Part of a data file
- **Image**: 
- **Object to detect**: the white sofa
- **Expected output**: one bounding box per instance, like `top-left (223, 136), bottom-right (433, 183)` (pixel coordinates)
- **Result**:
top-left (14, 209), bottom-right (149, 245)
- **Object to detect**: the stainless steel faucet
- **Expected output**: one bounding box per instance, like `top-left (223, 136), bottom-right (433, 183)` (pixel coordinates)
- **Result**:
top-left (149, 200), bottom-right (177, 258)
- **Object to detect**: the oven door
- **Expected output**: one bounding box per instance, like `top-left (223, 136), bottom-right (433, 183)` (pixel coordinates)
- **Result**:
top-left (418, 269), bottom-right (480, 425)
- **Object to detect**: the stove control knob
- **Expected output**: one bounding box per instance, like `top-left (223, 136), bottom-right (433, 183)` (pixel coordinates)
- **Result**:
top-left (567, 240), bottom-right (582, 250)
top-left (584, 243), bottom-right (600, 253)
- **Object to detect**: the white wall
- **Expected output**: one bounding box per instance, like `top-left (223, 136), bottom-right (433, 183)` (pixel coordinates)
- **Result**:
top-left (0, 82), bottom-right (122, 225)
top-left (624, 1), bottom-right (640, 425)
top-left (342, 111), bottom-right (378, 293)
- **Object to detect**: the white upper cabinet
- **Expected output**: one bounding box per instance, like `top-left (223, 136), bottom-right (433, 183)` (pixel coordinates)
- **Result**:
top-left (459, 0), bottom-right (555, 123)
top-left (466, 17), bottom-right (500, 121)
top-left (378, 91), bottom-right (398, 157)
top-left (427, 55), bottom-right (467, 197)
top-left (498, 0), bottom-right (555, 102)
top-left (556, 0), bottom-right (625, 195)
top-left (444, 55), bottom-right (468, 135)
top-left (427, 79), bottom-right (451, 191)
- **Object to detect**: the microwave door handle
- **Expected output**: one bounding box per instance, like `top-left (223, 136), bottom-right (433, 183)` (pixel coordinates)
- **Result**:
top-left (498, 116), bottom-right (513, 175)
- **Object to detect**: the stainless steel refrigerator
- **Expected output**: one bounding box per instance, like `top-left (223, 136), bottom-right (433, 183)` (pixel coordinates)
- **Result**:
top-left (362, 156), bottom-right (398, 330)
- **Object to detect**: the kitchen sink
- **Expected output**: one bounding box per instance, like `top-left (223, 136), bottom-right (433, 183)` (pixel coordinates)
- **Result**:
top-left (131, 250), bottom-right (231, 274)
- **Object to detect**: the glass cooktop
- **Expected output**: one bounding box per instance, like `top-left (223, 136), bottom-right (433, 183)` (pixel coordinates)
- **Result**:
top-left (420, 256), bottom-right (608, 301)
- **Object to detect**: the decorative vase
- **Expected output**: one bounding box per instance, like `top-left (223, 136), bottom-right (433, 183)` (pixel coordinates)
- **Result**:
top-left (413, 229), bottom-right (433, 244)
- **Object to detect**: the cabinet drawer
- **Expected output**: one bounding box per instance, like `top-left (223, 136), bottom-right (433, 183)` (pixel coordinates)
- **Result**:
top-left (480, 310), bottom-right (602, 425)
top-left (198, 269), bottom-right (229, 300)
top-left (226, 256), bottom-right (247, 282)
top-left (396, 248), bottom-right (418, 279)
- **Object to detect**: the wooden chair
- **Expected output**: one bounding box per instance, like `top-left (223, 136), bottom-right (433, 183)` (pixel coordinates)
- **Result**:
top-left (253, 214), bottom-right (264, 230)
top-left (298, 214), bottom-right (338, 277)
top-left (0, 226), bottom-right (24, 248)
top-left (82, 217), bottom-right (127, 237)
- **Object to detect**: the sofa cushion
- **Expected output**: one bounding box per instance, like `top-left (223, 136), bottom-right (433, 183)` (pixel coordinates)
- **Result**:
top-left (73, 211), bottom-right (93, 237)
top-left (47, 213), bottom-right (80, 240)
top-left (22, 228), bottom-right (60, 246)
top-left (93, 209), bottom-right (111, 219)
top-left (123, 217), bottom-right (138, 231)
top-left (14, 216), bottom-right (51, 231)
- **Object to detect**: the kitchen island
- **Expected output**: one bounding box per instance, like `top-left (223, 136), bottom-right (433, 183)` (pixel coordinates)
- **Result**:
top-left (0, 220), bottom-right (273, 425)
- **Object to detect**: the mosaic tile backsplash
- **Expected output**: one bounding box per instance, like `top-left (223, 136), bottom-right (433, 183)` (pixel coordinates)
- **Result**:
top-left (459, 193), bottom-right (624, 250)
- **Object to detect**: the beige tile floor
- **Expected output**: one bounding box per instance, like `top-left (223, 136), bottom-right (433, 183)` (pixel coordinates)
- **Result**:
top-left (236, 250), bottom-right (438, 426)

Prompt -> Present the lines of these entries as a numbered list, leaving out any blank lines.

Output of the task ->
1. - **Image**: 
2. - **Object to detect**: the white sofa
3. - **Expected output**: one bounding box per instance, like `top-left (223, 136), bottom-right (433, 183)` (pixel coordinates)
4. - **Result**:
5. top-left (14, 209), bottom-right (149, 245)
6. - **Object to detect**: the stainless steel faucet
7. - **Expected output**: one bounding box per instance, like `top-left (223, 136), bottom-right (433, 183)` (pixel coordinates)
8. - **Result**:
9. top-left (149, 200), bottom-right (177, 258)
10. - **Object to detect**: the oven door
11. - **Expected output**: one bounding box per instance, like `top-left (223, 136), bottom-right (433, 183)` (pixel coordinates)
12. - **Result**:
13. top-left (418, 269), bottom-right (480, 425)
14. - **Object to detect**: the stove control knob
15. - **Expected output**: one bounding box per instance, like `top-left (223, 136), bottom-right (433, 183)` (pixel coordinates)
16. - **Result**:
17. top-left (567, 240), bottom-right (582, 250)
18. top-left (584, 243), bottom-right (600, 253)
19. - **Object to detect**: the white wall
20. - **Expected output**: one bounding box per instance, like `top-left (223, 136), bottom-right (433, 183)` (pixel coordinates)
21. - **Result**:
22. top-left (0, 82), bottom-right (122, 225)
23. top-left (624, 1), bottom-right (640, 425)
24. top-left (342, 111), bottom-right (378, 293)
25. - **Object to detect**: the white upper cabinet
26. - **Expected output**: one bounding box per instance, like `top-left (223, 136), bottom-right (433, 183)` (pixel coordinates)
27. - **Result**:
28. top-left (459, 0), bottom-right (555, 123)
29. top-left (466, 17), bottom-right (500, 121)
30. top-left (378, 91), bottom-right (398, 157)
31. top-left (427, 55), bottom-right (467, 197)
32. top-left (498, 0), bottom-right (555, 102)
33. top-left (556, 0), bottom-right (625, 195)
34. top-left (444, 55), bottom-right (468, 135)
35. top-left (427, 79), bottom-right (451, 191)
36. - **Object to detect**: the microwave door handle
37. - **Expected output**: one bounding box per instance, like `top-left (223, 136), bottom-right (433, 183)` (pixel coordinates)
38. - **Result**:
39. top-left (498, 116), bottom-right (513, 175)
40. - **Object to detect**: the stainless steel refrigerator
41. - **Expected output**: one bounding box per instance, like `top-left (223, 136), bottom-right (433, 183)` (pixel coordinates)
42. - **Result**:
43. top-left (362, 156), bottom-right (398, 330)
44. - **Object to detect**: the kitchen sink
45. - **Expected output**: one bounding box per instance, like `top-left (223, 136), bottom-right (433, 183)` (pixel coordinates)
46. - **Result**:
47. top-left (131, 250), bottom-right (231, 274)
48. - **Object to detect**: the glass cooktop
49. - **Expected output**: one bounding box per instance, like `top-left (223, 136), bottom-right (433, 183)` (pixel coordinates)
50. - **Result**:
51. top-left (420, 256), bottom-right (608, 301)
52. - **Object to detect**: the decorative vase
53. - **Expected output**: one bounding box per instance, like `top-left (223, 136), bottom-right (433, 183)` (pixel coordinates)
54. - **Result**:
55. top-left (413, 229), bottom-right (433, 244)
56. - **Object to detect**: the cabinet drawer
57. - **Expected output**: one bounding box per instance, like `top-left (223, 136), bottom-right (433, 183)` (pixel coordinates)
58. - **Result**:
59. top-left (480, 310), bottom-right (602, 425)
60. top-left (198, 269), bottom-right (229, 300)
61. top-left (226, 256), bottom-right (247, 282)
62. top-left (396, 248), bottom-right (418, 279)
63. - **Object to detect**: the wooden chair
64. - **Expected output**: one bounding box per instance, like `top-left (223, 136), bottom-right (433, 183)` (pixel coordinates)
65. - **Result**:
66. top-left (253, 214), bottom-right (264, 230)
67. top-left (298, 214), bottom-right (338, 277)
68. top-left (0, 226), bottom-right (24, 248)
69. top-left (82, 217), bottom-right (127, 237)
70. - **Object to detect**: the sofa cushion
71. - **Expected output**: one bounding box per instance, like `top-left (223, 136), bottom-right (433, 183)` (pixel coordinates)
72. - **Result**:
73. top-left (73, 211), bottom-right (93, 237)
74. top-left (47, 213), bottom-right (80, 240)
75. top-left (22, 228), bottom-right (60, 246)
76. top-left (93, 209), bottom-right (111, 219)
77. top-left (123, 217), bottom-right (138, 231)
78. top-left (14, 216), bottom-right (51, 231)
79. - **Object to detect**: the kitchen island
80. - **Expected output**: one bounding box per instance, like `top-left (223, 136), bottom-right (433, 183)` (pixel coordinates)
81. - **Result**:
82. top-left (0, 220), bottom-right (273, 425)
83. - **Object to detect**: the mosaic tile backsplash
84. - **Expected output**: one bounding box per instance, like `top-left (223, 136), bottom-right (433, 183)` (pixel coordinates)
85. - **Result**:
86. top-left (459, 193), bottom-right (624, 250)
87. - **Object to detect**: the beige tile floor
88. - **Expected output**: one bounding box per instance, like `top-left (223, 136), bottom-right (433, 183)` (pixel coordinates)
89. - **Result**:
90. top-left (236, 250), bottom-right (438, 426)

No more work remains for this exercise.